**Exercise aim:**
Please rewrite everything from the row containing "Point to the yellow flower, one" down to the end of the rows, requests included, and multiply every answer coordinate by 2, rounding to whole numbers with halves going up. Leave the numbers in the requests and in their sample coordinates as they are.

**Recorded information:**
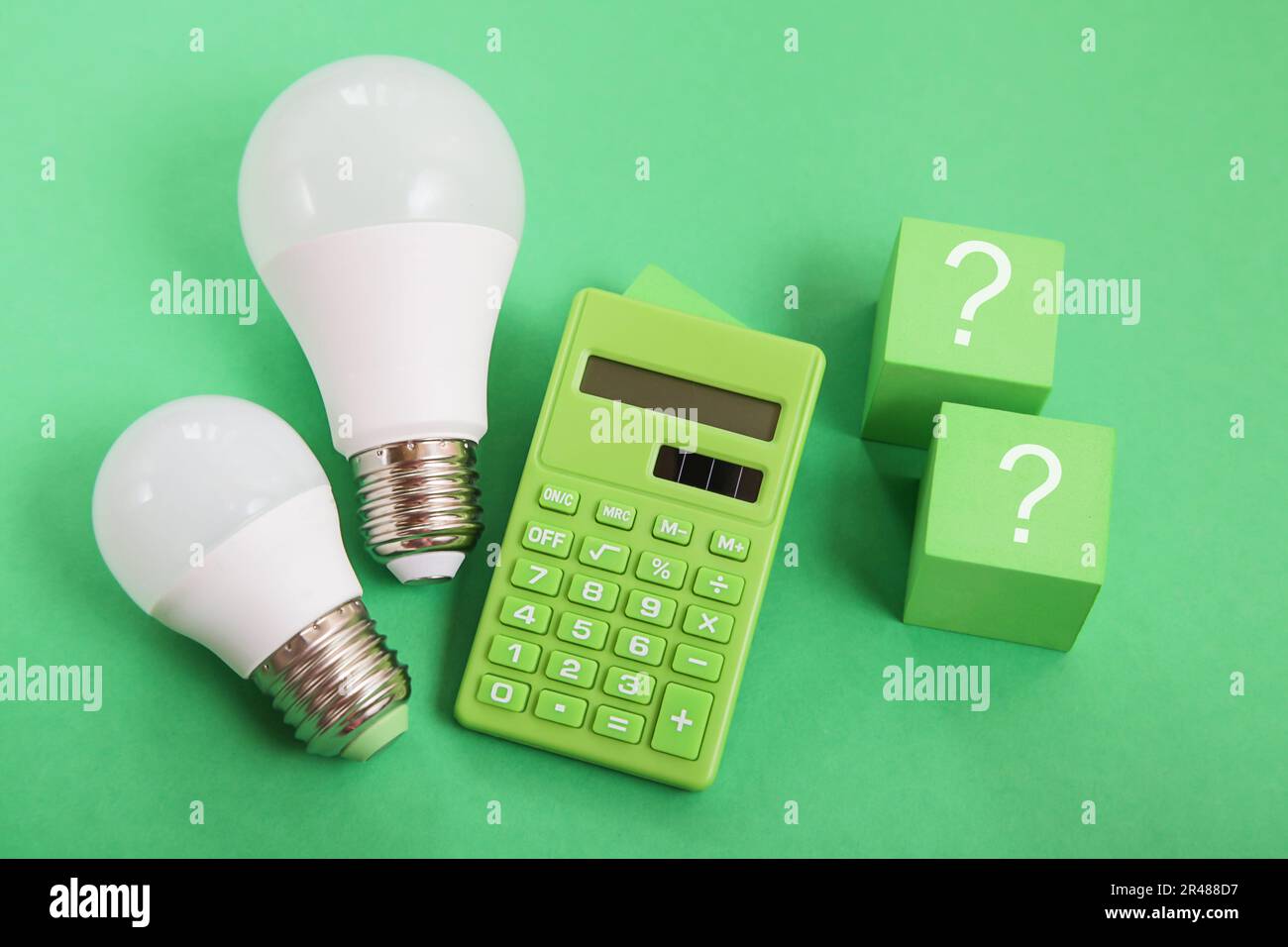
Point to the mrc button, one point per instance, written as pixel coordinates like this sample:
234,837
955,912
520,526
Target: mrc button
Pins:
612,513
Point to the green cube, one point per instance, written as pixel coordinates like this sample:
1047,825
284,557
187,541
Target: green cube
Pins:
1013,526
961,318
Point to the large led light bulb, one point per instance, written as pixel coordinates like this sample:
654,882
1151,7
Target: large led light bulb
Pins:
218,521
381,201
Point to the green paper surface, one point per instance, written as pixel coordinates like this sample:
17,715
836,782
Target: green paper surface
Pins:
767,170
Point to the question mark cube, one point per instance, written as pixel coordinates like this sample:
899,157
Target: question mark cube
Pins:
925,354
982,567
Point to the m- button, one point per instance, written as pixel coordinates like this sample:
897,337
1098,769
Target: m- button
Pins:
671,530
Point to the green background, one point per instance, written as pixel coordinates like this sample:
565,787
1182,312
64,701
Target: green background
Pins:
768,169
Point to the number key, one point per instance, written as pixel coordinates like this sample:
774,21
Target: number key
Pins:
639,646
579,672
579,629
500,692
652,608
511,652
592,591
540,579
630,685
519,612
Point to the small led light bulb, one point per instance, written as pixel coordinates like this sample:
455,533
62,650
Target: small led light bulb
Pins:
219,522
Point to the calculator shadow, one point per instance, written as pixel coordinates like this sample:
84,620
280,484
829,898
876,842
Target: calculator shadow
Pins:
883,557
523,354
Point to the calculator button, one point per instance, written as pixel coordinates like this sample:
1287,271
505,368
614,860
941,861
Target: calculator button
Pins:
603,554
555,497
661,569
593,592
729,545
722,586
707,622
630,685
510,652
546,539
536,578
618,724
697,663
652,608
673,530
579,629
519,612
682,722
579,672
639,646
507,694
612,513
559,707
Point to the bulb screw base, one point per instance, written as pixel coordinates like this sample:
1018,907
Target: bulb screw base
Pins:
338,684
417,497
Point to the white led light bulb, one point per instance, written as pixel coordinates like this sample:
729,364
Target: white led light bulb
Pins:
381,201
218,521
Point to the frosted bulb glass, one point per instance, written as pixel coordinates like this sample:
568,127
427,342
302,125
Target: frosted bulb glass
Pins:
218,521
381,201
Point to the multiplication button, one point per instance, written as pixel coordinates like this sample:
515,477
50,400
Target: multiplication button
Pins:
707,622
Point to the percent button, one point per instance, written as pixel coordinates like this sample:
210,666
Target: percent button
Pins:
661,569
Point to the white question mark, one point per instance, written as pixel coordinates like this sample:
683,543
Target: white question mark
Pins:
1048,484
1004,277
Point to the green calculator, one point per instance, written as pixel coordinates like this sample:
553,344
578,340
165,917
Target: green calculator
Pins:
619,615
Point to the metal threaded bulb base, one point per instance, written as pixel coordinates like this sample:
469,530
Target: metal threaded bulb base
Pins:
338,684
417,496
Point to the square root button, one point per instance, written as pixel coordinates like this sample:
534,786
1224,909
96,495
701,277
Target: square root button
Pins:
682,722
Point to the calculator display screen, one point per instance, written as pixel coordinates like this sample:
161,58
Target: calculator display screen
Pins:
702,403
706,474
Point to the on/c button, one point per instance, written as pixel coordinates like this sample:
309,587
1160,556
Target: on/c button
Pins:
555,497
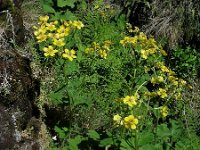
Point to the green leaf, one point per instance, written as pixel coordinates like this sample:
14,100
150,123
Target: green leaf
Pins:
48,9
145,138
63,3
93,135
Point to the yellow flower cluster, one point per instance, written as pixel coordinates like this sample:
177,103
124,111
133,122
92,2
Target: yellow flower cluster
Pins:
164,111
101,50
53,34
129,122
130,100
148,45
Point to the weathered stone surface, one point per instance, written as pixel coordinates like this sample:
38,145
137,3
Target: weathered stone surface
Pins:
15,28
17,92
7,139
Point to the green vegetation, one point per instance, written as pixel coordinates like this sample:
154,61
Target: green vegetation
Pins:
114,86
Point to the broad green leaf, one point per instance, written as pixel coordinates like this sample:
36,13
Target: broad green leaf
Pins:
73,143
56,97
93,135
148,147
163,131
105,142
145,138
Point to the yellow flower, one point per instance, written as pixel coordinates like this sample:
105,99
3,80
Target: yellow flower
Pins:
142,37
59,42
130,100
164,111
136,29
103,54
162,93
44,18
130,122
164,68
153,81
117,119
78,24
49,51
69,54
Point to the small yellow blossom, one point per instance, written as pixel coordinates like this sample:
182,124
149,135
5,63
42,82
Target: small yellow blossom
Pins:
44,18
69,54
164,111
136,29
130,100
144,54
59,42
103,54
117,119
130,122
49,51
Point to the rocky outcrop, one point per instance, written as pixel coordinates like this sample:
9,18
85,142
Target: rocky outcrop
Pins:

**The answer:**
Point to the yellow flower, one point per instance, written as pixel coordinates like this sample:
105,99
3,80
Target: yellow flower
Pins:
284,74
118,84
260,200
328,222
272,58
206,108
324,186
88,36
260,244
328,136
306,162
234,238
156,48
98,102
138,108
Point to the small yellow blossom, one point per instance, written as pixel coordinates like this sample:
182,124
149,135
5,63
42,82
Target: small yellow blossom
Pins:
88,36
138,108
328,222
272,58
260,200
288,108
118,84
206,108
234,238
260,244
98,102
Point to the rocky outcrop, one point per instance, written as pixel coordinates like this sample:
9,18
85,142
Target: rocky outcrop
Pins:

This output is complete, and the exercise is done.